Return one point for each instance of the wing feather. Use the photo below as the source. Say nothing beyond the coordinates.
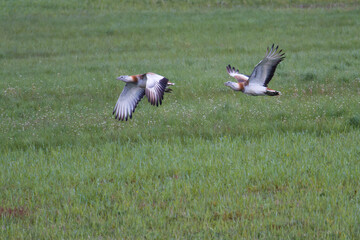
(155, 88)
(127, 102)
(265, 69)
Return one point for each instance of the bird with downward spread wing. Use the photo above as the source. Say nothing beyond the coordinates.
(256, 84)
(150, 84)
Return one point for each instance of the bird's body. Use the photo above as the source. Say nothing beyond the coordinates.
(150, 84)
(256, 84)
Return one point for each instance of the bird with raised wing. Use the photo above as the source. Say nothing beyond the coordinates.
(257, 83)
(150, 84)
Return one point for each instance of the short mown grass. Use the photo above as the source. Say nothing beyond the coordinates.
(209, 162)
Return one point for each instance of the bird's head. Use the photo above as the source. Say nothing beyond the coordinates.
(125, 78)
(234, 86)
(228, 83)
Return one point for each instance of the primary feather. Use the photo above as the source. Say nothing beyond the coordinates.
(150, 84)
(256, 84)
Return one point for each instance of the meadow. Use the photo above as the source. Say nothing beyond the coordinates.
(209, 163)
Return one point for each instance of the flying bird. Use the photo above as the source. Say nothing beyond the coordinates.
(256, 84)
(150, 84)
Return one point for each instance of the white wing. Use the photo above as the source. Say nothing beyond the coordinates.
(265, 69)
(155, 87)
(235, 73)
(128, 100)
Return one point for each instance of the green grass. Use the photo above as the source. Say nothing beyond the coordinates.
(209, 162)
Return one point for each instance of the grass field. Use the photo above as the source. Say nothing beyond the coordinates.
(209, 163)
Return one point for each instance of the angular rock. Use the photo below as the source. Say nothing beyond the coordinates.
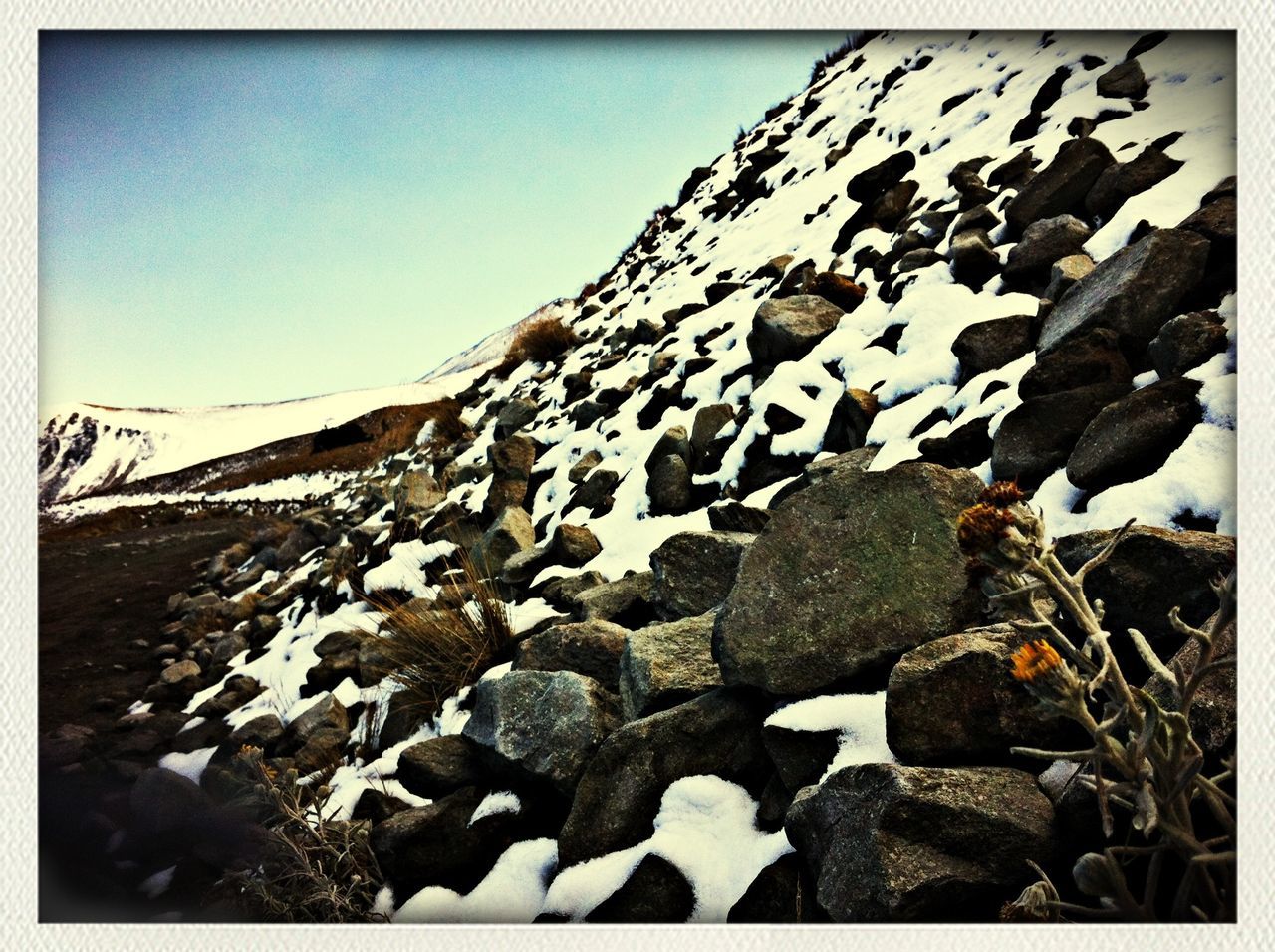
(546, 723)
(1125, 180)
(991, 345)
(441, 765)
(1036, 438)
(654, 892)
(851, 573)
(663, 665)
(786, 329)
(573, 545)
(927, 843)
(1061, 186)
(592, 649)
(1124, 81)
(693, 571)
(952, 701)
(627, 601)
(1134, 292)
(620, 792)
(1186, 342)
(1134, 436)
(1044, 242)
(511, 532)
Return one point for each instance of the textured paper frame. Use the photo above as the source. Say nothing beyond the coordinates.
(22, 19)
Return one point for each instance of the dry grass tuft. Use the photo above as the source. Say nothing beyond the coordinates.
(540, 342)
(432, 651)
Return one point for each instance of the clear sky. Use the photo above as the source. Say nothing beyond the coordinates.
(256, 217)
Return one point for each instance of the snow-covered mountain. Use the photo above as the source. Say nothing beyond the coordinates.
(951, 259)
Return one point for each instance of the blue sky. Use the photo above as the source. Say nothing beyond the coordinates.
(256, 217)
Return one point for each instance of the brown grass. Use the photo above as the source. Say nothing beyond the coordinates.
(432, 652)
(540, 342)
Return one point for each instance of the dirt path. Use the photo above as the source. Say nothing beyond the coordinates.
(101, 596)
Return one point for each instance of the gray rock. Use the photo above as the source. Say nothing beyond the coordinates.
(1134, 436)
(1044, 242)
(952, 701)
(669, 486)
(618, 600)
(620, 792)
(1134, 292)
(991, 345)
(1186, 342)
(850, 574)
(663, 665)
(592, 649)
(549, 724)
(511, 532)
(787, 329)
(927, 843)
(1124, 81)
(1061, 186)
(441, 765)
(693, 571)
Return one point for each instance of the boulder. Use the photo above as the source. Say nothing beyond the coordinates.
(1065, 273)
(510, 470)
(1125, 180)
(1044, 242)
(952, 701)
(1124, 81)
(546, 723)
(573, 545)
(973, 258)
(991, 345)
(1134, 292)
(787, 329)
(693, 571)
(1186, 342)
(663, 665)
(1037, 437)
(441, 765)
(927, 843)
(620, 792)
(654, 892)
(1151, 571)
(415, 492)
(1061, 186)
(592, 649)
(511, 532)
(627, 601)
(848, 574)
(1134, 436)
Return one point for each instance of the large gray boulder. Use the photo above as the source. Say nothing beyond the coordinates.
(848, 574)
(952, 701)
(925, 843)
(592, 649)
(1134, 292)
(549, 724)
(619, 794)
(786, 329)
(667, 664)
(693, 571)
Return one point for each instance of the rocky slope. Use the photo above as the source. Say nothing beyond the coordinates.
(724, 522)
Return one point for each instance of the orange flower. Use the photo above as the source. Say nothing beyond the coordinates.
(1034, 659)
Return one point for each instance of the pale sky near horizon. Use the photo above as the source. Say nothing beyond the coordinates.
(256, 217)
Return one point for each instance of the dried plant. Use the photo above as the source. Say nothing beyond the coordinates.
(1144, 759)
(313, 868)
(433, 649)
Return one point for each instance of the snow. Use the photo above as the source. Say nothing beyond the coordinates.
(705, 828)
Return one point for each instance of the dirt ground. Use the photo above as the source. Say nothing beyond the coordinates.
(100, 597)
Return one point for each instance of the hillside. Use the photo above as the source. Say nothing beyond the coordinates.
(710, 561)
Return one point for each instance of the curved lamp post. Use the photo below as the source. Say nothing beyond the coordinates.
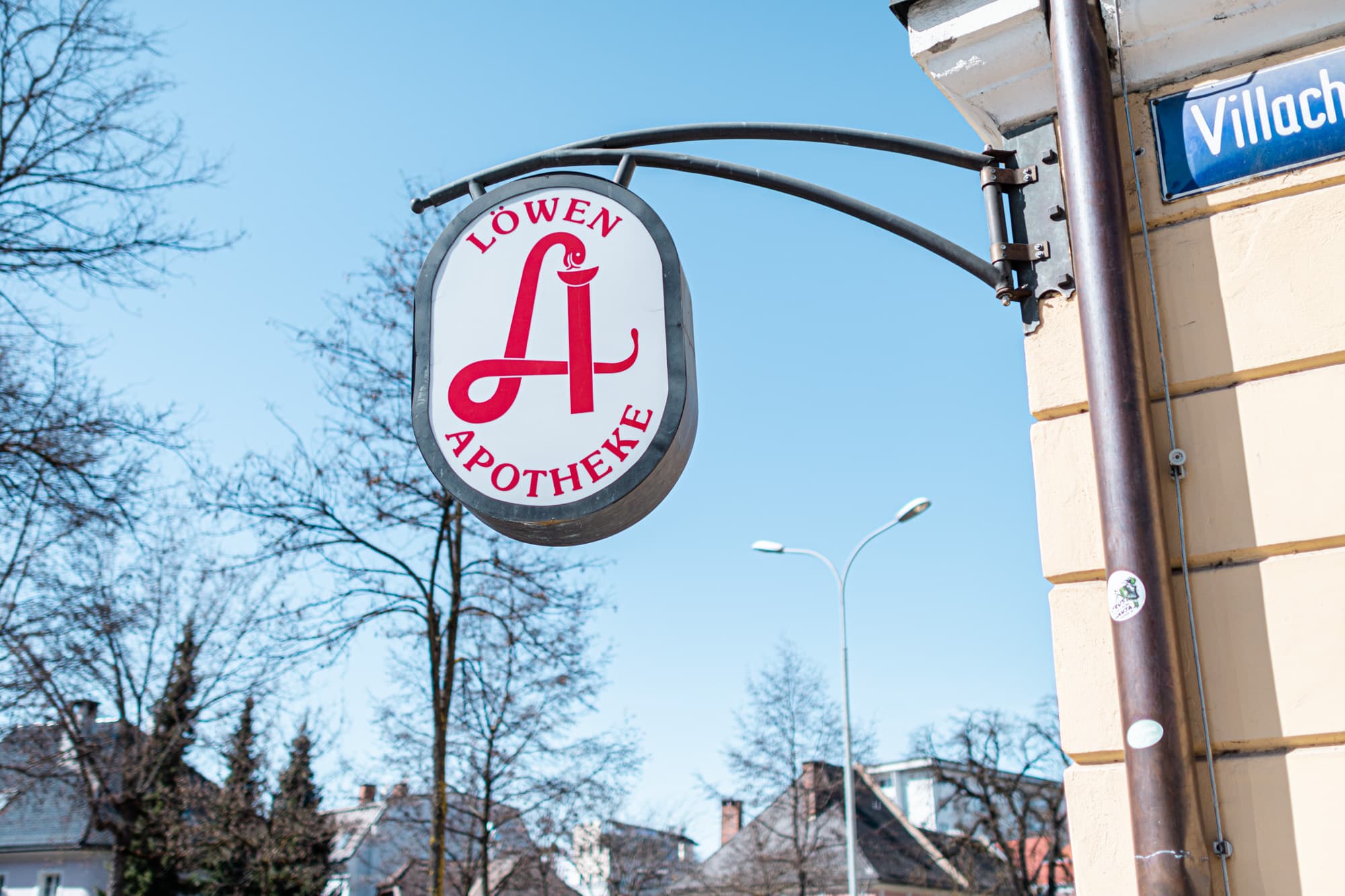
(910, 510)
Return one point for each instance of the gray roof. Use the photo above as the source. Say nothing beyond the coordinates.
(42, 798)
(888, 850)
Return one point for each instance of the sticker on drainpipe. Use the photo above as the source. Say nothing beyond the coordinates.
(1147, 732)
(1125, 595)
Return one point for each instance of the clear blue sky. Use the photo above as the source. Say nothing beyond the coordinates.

▶ YOUR GOAL
Can you convert every line of the records above into a Markdown table with the columns Row and Record text, numbering each row and skipping blank lines? Leave the pictures out of the table.

▶ RESPONSE TO THE EXERCISE
| Row | Record text |
|---|---|
| 1 | Return one point for each instance of the wing feather. Use the photo below as the source. Say nothing beyond the coordinates. |
| 2 | (155, 88) |
| 3 | (127, 102) |
| 4 | (265, 69) |
| 5 | Return one point for each instance of the bird with downward spread wing. Use the photo above as the source. Say nothing beyond the coordinates. |
| 6 | (256, 84) |
| 7 | (150, 84) |
| 8 | Return one point for each instance of the bird's body. Use the photo above as the source. Say nothing beyond the coordinates. |
| 9 | (150, 84) |
| 10 | (256, 84) |
| 11 | Return one point for each instance of the bird with raised wing. Use the photo above as the source. Say nothing beyond the coordinates. |
| 12 | (257, 83) |
| 13 | (150, 84) |
| 14 | Return one point for each instance of the short mown grass. Use the photo above as the source. Say nothing beyond the coordinates. |
| 15 | (209, 162) |
| 16 | Return one point for each instance of the bird's head. Use the photo above as the source. Say nothing beyond the coordinates. |
| 17 | (125, 78) |
| 18 | (234, 86) |
| 19 | (228, 83) |
| 20 | Return one point for each instance of the primary feather. Use the photo above as the source. Say nothing beyond the coordinates. |
| 21 | (150, 84) |
| 22 | (256, 84) |
| 23 | Return one point for each instance of the meadow. Use the photo above as the source. Say nothing beyond the coordinates. |
| 24 | (209, 163) |
| 25 | Return one point for each instance of the flying bird. Use the photo above as the source. Say nothing beyond the coordinates. |
| 26 | (256, 84) |
| 27 | (150, 84) |
| 28 | Return one point for each instance of the white wing. Use the photo above as the source. Say nothing beyond the coordinates. |
| 29 | (265, 69) |
| 30 | (155, 87) |
| 31 | (235, 73) |
| 32 | (128, 100) |
| 33 | Return one point for each instance of the green grass. Use the photo above as the source. Say nothing beyond the coordinates. |
| 34 | (209, 162) |
| 35 | Return one point for each instance of the grass field. Use the photo above as the source. Say nothing beyond the coordinates. |
| 36 | (209, 163) |
| 37 | Return one point for each instance of the angular rock. Use the photo below as the source. Say nothing beyond the coordinates. |
| 38 | (546, 723) |
| 39 | (1125, 180) |
| 40 | (991, 345) |
| 41 | (441, 765) |
| 42 | (1036, 438) |
| 43 | (654, 892) |
| 44 | (851, 573) |
| 45 | (663, 665) |
| 46 | (786, 329) |
| 47 | (573, 545) |
| 48 | (927, 843) |
| 49 | (1061, 186) |
| 50 | (592, 649) |
| 51 | (1124, 81) |
| 52 | (693, 571) |
| 53 | (952, 701) |
| 54 | (627, 601) |
| 55 | (1134, 292) |
| 56 | (620, 792) |
| 57 | (1186, 342) |
| 58 | (1134, 436) |
| 59 | (1044, 242) |
| 60 | (511, 532) |
| 61 | Return one point for each instance of the textured paper frame. Use the photo above as the source. Say nothing beyond the coordinates. |
| 62 | (22, 19) |
| 63 | Return one point for each instance of the dry grass tuft. Use the photo above as the source. Say nothing beyond the coordinates. |
| 64 | (540, 342) |
| 65 | (432, 651) |
| 66 | Return one point for each instance of the clear sky. Use the photo above as the source. Say nothing beyond the coordinates. |
| 67 | (256, 217) |
| 68 | Return one point for each instance of the snow-covered mountain. Use the photo above as the source. Say nothing beyond the coordinates. |
| 69 | (951, 259) |
| 70 | Return one point for each instance of the blue sky. Use the photo above as the source. Say nothing beyond the coordinates. |
| 71 | (256, 217) |
| 72 | Return one point for each instance of the brown grass. Use the photo above as the source. Say nothing beyond the coordinates. |
| 73 | (432, 652) |
| 74 | (540, 342) |
| 75 | Return one point for each instance of the dirt path. Use the photo above as the source. Say nothing beyond the coordinates. |
| 76 | (101, 596) |
| 77 | Return one point for each instance of the gray rock. Use the photo above as the source. Say nothing beyond the coordinates. |
| 78 | (1134, 436) |
| 79 | (1044, 242) |
| 80 | (952, 701) |
| 81 | (669, 486) |
| 82 | (618, 600) |
| 83 | (620, 792) |
| 84 | (1134, 292) |
| 85 | (991, 345) |
| 86 | (1186, 342) |
| 87 | (850, 574) |
| 88 | (663, 665) |
| 89 | (592, 649) |
| 90 | (549, 724) |
| 91 | (511, 532) |
| 92 | (787, 329) |
| 93 | (927, 843) |
| 94 | (1124, 81) |
| 95 | (1061, 186) |
| 96 | (441, 765) |
| 97 | (693, 571) |
| 98 | Return one point for each instance of the boulder. Use the photo above as the source. Say nothing beyond the coordinates. |
| 99 | (1065, 273) |
| 100 | (510, 470) |
| 101 | (1125, 180) |
| 102 | (1044, 242) |
| 103 | (952, 701) |
| 104 | (1124, 81) |
| 105 | (546, 723) |
| 106 | (573, 545) |
| 107 | (973, 258) |
| 108 | (991, 345) |
| 109 | (1134, 292) |
| 110 | (787, 329) |
| 111 | (693, 571) |
| 112 | (1186, 342) |
| 113 | (663, 665) |
| 114 | (1037, 437) |
| 115 | (441, 765) |
| 116 | (927, 843) |
| 117 | (620, 792) |
| 118 | (654, 892) |
| 119 | (1151, 571) |
| 120 | (415, 492) |
| 121 | (1061, 186) |
| 122 | (592, 649) |
| 123 | (511, 532) |
| 124 | (627, 601) |
| 125 | (848, 574) |
| 126 | (1134, 436) |
| 127 | Return one point for each instance of the large gray boulder. Use the photo above as the source. Say nothing beyond the coordinates. |
| 128 | (848, 574) |
| 129 | (952, 701) |
| 130 | (925, 843) |
| 131 | (592, 649) |
| 132 | (1134, 292) |
| 133 | (549, 724) |
| 134 | (619, 794) |
| 135 | (786, 329) |
| 136 | (667, 664) |
| 137 | (693, 571) |
| 138 | Return one point for each instance of the rocky slope. Use the photo above as the source. Say nothing beyond the coordinates. |
| 139 | (724, 522) |
| 140 | Return one point for each instance of the orange flower. Use the photo above as the source. Say nothing beyond the coordinates. |
| 141 | (1034, 659) |
| 142 | Return one point for each instance of the pale sky near horizon. Use the photo above as the source. Say nothing beyond the coordinates. |
| 143 | (256, 217) |
| 144 | Return one point for each instance of the dried plant. Use the photo above as the source. Say nothing beyond the coordinates. |
| 145 | (1144, 759) |
| 146 | (313, 868) |
| 147 | (433, 649) |
| 148 | Return one point for each instance of the snow. Use the photo above as the source. Say nothing beyond the coordinates. |
| 149 | (705, 828) |
| 150 | Return one point for each instance of the dirt ground. Use the photo above as the source. Say nothing beyond the coordinates. |
| 151 | (100, 597) |
| 152 | Return one point for each instance of the hillside. Use the photo above as the source. Say nothing beyond the coordinates. |
| 153 | (710, 561) |
| 154 | Return one point for each instance of the curved lamp post. Use the photo below as the source. Say nothing beyond the coordinates. |
| 155 | (910, 510) |
| 156 | Return one point for each instance of the gray roof. Use the photo above as the source. Say nothing beyond the coordinates. |
| 157 | (42, 798) |
| 158 | (888, 850) |
| 159 | Return one point for each instance of the sticker on drainpipe. Use the photo above as the source. Say nothing beyond the coordinates. |
| 160 | (1147, 732) |
| 161 | (1125, 595) |
| 162 | Return one point for each instance of the clear blue sky. Use the photo above as the source. Say nothing beyond the coordinates. |